(Dataset excerpts)

* * * * * * * * *

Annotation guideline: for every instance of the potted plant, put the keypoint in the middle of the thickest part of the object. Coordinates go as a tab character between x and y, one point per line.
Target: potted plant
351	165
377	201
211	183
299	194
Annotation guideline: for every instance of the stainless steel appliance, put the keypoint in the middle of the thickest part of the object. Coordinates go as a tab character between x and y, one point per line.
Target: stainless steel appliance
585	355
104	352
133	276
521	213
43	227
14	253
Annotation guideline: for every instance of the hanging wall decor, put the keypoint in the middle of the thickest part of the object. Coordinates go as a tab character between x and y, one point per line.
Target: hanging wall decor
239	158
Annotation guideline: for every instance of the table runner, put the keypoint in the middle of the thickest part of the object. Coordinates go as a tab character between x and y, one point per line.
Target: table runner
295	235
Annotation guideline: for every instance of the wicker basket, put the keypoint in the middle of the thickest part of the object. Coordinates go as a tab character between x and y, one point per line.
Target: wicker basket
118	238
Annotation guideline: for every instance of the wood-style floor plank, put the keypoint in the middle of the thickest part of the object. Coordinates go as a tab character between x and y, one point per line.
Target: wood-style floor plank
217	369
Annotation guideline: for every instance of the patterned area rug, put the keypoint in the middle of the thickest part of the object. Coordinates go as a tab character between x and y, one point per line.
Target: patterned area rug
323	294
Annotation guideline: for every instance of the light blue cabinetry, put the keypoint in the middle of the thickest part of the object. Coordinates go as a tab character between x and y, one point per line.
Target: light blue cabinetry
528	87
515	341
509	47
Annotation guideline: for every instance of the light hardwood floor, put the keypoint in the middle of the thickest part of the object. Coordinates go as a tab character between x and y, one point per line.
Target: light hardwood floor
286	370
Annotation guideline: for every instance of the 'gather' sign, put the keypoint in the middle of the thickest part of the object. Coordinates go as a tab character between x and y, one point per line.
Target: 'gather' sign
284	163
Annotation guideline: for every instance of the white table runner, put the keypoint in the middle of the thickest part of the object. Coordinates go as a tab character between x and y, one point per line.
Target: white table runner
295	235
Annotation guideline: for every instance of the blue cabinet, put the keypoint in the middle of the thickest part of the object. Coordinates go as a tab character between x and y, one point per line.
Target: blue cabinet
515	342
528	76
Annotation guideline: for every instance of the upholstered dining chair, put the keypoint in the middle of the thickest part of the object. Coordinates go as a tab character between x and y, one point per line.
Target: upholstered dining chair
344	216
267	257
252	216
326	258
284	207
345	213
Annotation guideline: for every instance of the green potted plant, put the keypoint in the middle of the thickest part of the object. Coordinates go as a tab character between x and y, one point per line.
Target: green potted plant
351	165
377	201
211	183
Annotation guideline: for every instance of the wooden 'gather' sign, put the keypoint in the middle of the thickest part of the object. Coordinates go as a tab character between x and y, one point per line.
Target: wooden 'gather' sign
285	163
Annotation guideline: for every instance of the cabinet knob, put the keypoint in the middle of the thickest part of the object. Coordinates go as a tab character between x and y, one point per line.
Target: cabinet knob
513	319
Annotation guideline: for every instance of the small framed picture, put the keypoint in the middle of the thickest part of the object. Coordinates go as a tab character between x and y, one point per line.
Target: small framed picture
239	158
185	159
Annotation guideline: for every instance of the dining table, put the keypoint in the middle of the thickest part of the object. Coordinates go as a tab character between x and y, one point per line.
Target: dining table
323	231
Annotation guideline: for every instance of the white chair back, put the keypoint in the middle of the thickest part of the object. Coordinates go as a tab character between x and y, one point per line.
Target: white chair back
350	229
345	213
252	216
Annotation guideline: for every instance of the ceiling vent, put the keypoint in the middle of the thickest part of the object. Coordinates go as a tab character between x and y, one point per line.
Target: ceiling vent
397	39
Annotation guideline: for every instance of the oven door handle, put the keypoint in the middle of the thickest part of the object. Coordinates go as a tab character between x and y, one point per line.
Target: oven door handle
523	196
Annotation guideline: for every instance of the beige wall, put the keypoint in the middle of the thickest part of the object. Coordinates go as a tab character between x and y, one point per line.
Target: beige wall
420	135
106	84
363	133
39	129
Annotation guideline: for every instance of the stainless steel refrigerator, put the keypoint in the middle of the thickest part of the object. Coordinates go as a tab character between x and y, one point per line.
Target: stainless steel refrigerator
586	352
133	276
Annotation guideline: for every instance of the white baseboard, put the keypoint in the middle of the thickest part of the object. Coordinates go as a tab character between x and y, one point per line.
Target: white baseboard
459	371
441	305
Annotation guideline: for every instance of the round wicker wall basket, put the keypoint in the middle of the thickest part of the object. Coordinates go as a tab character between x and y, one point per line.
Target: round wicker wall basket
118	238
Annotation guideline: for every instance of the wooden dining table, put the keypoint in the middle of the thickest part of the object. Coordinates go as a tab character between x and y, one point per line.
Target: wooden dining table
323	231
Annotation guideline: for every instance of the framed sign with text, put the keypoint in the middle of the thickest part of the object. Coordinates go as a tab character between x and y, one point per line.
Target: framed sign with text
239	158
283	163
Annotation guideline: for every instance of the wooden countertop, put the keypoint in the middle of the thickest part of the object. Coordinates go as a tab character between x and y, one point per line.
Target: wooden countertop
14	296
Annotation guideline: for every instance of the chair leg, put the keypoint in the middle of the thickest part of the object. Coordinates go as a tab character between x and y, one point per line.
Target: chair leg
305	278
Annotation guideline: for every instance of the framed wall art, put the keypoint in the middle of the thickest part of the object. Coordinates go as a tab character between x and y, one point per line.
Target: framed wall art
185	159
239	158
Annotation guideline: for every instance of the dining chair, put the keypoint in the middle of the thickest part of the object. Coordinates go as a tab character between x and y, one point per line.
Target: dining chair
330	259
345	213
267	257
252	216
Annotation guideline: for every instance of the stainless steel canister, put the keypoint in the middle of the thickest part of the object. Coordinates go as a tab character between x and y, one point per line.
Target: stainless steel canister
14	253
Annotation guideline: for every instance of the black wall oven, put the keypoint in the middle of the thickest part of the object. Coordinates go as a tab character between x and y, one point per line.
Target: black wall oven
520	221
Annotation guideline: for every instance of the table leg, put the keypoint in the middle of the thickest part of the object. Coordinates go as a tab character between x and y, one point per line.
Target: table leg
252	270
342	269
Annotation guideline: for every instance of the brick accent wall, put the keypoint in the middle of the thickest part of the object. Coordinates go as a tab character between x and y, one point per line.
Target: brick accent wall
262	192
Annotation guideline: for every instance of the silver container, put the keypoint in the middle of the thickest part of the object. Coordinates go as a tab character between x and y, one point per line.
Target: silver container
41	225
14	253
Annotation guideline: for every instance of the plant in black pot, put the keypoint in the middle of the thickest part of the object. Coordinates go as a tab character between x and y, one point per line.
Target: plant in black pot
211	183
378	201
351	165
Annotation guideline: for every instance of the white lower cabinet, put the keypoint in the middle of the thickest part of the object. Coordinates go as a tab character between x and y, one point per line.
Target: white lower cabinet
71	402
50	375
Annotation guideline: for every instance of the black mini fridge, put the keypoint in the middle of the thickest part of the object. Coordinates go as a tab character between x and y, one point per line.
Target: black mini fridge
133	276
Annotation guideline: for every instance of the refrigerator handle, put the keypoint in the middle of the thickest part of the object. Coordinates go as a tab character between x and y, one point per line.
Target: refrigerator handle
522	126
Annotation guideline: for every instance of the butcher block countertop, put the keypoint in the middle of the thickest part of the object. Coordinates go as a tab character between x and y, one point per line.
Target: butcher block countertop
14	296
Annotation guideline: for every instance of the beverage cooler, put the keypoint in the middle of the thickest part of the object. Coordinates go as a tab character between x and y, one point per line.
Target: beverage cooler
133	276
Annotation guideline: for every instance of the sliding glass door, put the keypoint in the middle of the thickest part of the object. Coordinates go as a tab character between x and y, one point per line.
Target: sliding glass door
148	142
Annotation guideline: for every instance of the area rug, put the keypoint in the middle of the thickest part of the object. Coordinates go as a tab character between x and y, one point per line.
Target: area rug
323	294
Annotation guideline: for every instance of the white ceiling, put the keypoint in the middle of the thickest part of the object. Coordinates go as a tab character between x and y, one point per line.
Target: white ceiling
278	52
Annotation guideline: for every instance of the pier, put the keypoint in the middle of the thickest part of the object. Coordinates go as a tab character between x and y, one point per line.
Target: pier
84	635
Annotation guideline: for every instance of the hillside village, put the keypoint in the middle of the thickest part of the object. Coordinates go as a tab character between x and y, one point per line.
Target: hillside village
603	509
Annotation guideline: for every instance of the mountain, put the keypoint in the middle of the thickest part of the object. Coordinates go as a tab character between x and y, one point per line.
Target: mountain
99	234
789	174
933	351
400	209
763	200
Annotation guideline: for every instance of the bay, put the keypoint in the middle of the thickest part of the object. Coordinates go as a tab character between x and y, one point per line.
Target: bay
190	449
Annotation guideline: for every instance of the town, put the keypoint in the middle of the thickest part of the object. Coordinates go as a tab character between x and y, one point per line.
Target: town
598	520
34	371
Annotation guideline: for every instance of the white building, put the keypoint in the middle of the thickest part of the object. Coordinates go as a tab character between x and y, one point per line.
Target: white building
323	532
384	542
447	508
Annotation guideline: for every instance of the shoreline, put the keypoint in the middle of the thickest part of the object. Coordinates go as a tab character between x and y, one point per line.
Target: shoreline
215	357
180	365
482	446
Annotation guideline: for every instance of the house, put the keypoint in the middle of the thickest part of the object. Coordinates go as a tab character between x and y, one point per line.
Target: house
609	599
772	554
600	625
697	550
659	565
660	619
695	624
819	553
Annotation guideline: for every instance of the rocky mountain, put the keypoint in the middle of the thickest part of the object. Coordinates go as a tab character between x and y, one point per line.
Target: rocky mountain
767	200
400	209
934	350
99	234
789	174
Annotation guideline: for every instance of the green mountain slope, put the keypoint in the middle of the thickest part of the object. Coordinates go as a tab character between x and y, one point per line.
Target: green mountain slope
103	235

* * * * * * * * *

**Exercise requirements**
Lines from the start of the records through the one containing "Annotation guideline: for every instance of the light blue" are what should be retyped, exactly and in full, both ends included.

**Task result**
Annotation guideline: for every instance of the potted plant, put the keypoint in the middle of the thickest part of the object. Coordinates go as a tab character between x and y, one point per line.
Target: potted plant
351	165
377	201
211	183
299	194
Annotation guideline: for every instance of the stainless steel appliance, put the keypoint in the middle of the thickest part of the object. Coordinates go as a tab character between x and y, one point per line.
Target: stainless steel appliance
585	355
104	352
133	276
521	213
43	227
14	253
Annotation guideline: for every instance of the hanging wall decor, put the keypoint in the middle of the thickest part of the object. Coordinates go as a tab character between x and y, one point per line.
Target: hanging wall decor
239	158
Annotation guideline: for every instance of the table runner, put the keypoint in the middle of the thickest part of the object. Coordinates go as a tab character between x and y, one point per line.
Target: table runner
295	235
Annotation guideline: for every instance of the wicker basket, put the keypoint in the middle of the thickest part of the object. Coordinates go as a tab character between x and y, one point per line.
Target: wicker basket
118	238
Annotation guideline: for every instance of the wood-style floor plank, put the keypoint in the middle of the thickest part of the object. Coordinates go as a tab character between x and y, one point per line.
Target: wood-style floor plank
217	369
Annotation guideline: for every instance of the patterned area rug, put the keypoint in the middle of the thickest part of the object. Coordinates go as a tab character between x and y, one point per line.
Target: patterned area rug
323	294
Annotation guideline: for every instance of the light blue cabinetry, put the keypoint in the middle of the thickest part of the object. Coordinates go as a tab character between x and y, one point per line.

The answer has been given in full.